What is expected
Please output every line of all the entries below as a Markdown table with two columns, Row for the row number and Line for the line itself, omitting blank lines.

____ Input material

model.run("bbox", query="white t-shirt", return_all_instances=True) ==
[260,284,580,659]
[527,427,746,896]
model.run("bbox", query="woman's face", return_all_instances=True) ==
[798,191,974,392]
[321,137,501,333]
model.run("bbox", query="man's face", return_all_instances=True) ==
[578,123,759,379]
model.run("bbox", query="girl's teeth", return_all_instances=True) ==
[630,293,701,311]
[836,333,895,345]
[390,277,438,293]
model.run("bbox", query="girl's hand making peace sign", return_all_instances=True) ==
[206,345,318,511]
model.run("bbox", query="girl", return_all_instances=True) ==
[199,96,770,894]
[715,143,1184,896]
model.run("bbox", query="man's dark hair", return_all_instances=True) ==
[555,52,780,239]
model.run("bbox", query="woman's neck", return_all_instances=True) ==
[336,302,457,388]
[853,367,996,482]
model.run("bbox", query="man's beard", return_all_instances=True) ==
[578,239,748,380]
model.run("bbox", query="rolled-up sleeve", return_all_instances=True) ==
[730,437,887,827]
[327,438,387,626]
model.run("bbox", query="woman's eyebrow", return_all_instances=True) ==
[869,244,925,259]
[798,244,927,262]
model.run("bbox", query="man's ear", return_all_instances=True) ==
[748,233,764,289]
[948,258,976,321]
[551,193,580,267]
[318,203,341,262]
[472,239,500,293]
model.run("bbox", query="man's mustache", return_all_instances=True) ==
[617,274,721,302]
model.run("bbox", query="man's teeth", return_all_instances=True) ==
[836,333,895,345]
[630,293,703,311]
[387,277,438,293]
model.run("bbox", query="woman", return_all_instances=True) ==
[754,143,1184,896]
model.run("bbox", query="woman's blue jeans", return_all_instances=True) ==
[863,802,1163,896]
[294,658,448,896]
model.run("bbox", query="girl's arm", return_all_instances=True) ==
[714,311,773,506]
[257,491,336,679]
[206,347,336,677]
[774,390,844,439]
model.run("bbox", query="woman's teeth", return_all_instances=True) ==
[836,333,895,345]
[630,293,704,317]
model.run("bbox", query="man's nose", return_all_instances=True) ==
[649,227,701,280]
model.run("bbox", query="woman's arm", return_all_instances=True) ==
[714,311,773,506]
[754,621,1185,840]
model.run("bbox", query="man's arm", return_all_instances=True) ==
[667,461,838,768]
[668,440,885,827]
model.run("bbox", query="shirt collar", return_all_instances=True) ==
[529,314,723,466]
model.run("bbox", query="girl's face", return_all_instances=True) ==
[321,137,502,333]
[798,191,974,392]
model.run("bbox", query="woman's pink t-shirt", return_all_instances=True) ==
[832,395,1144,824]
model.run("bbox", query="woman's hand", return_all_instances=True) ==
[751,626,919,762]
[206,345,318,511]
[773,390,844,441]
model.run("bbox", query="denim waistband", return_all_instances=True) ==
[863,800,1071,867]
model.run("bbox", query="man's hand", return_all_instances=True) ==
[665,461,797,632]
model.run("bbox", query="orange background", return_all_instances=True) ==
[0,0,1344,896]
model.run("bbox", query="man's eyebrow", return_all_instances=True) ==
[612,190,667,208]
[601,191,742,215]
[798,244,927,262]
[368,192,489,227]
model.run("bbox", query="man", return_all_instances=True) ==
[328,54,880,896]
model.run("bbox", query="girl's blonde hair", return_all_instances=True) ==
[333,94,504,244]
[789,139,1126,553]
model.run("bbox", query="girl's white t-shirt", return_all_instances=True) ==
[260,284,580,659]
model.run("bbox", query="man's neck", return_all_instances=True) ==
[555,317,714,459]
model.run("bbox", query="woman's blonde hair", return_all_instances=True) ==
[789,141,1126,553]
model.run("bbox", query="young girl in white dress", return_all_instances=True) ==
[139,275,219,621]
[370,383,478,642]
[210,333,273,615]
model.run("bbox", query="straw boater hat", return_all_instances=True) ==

________

Output
| Row | Line |
|---|---|
| 1 | model.run("bbox", query="white t-shirt", return_all_instances=True) == |
| 2 | [260,284,580,659] |
| 3 | [527,427,746,896] |
| 4 | model.run("bbox", query="woman's face", return_all_instances=True) == |
| 5 | [798,191,974,392] |
| 6 | [321,137,501,333] |
| 7 | model.run("bbox", query="man's face", return_all_instances=True) == |
| 8 | [578,123,759,379] |
| 9 | model.run("bbox", query="girl's teeth", return_all_instances=True) == |
| 10 | [630,293,701,311] |
| 11 | [836,333,895,345] |
| 12 | [390,277,438,293] |
| 13 | model.run("bbox", query="girl's hand making peace sign", return_all_instances=True) == |
| 14 | [206,345,318,511] |
| 15 | model.run("bbox", query="girl", return_all_instances=True) == |
| 16 | [199,96,770,894] |
| 17 | [715,143,1184,896] |
| 18 | model.run("bbox", query="man's dark hair", return_all_instances=True) == |
| 19 | [555,52,780,239] |
| 20 | model.run("bbox", query="woman's neck", return_all_instances=True) == |
| 21 | [336,302,457,388] |
| 22 | [853,367,996,482] |
| 23 | model.run("bbox", query="man's beard", return_all_instances=True) == |
| 24 | [578,239,748,380] |
| 25 | model.run("bbox", query="rolled-up sleeve", return_all_instances=True) == |
| 26 | [730,437,887,827] |
| 27 | [327,438,387,626] |
| 28 | model.run("bbox", query="woman's eyebrow", return_all_instances=True) == |
| 29 | [869,244,925,259] |
| 30 | [798,244,927,262] |
| 31 | model.run("bbox", query="man's ear", return_all_instances=True) == |
| 32 | [748,233,764,289] |
| 33 | [948,258,976,321] |
| 34 | [551,193,580,267] |
| 35 | [318,203,341,262] |
| 36 | [472,239,500,293] |
| 37 | model.run("bbox", query="man's mustache", return_all_instances=True) == |
| 38 | [617,274,721,302] |
| 39 | model.run("bbox", query="man's teeth", return_all_instances=True) == |
| 40 | [836,333,895,345] |
| 41 | [630,293,703,311] |
| 42 | [387,277,438,293] |
| 43 | model.run("bbox", query="woman", return_all_instances=True) == |
| 44 | [754,143,1184,896] |
| 45 | model.run("bbox", query="woman's blue jeans", return_all_instances=True) == |
| 46 | [863,802,1163,896] |
| 47 | [294,658,448,896] |
| 48 | model.run("bbox", query="girl's arm", return_all_instances=True) == |
| 49 | [714,311,773,506] |
| 50 | [257,491,336,679] |
| 51 | [206,347,336,677] |
| 52 | [774,390,844,439] |
| 53 | model.run("bbox", query="woman's teeth", return_all_instances=True) == |
| 54 | [836,333,895,345] |
| 55 | [630,293,704,317] |
| 56 | model.run("bbox", query="man's nose", return_all_instances=True) == |
| 57 | [649,227,701,280] |
| 58 | model.run("bbox", query="woman's arm", return_all_instances=True) == |
| 59 | [714,311,773,506] |
| 60 | [754,621,1185,840] |
| 61 | model.run("bbox", query="man's arm", return_all_instances=True) == |
| 62 | [667,461,838,768] |
| 63 | [668,440,885,827] |
| 64 | model.run("bbox", query="shirt collar", return_all_instances=True) == |
| 65 | [529,314,723,466] |
| 66 | model.run("bbox", query="girl's face", return_all_instances=True) == |
| 67 | [321,137,502,333] |
| 68 | [798,191,974,392] |
| 69 | model.run("bbox", query="woman's pink t-shirt", return_all_instances=True) == |
| 70 | [832,395,1144,824] |
| 71 | model.run("bbox", query="woman's hand", return_all_instances=True) == |
| 72 | [751,626,919,762] |
| 73 | [206,345,318,511] |
| 74 | [773,390,844,441] |
| 75 | model.run("bbox", query="denim waistband", return_all_instances=True) == |
| 76 | [863,800,1071,867] |
| 77 | model.run("bbox", query="man's hand", return_all_instances=True) == |
| 78 | [665,461,797,632] |
| 79 | model.run("bbox", query="orange background", return_all_instances=True) == |
| 80 | [0,0,1344,896] |
| 81 | model.run("bbox", query="man's eyebrow", return_all_instances=True) == |
| 82 | [612,190,667,208] |
| 83 | [601,191,742,215] |
| 84 | [798,244,927,262] |
| 85 | [368,192,489,227] |
| 86 | model.run("bbox", query="man", return_all_instances=True) == |
| 87 | [328,54,880,896] |
| 88 | model.run("bbox", query="girl's blonde hair", return_all_instances=True) == |
| 89 | [333,94,504,244] |
| 90 | [789,139,1126,553] |
| 91 | model.run("bbox", query="girl's white t-shirt", return_all_instances=True) == |
| 92 | [260,284,580,659] |
| 93 | model.run("bbox", query="man's neck", return_all_instances=True) == |
| 94 | [555,317,714,459] |
| 95 | model.run("bbox", query="woman's blonde hair", return_all_instances=True) == |
| 96 | [789,141,1126,553] |
| 97 | model.run("bbox", query="young girl in white dress", return_all_instances=True) == |
| 98 | [139,275,219,621] |
| 99 | [370,383,478,642] |
| 100 | [210,333,273,615] |
| 101 | model.run("bbox", query="straw boater hat", return_all_instances=True) == |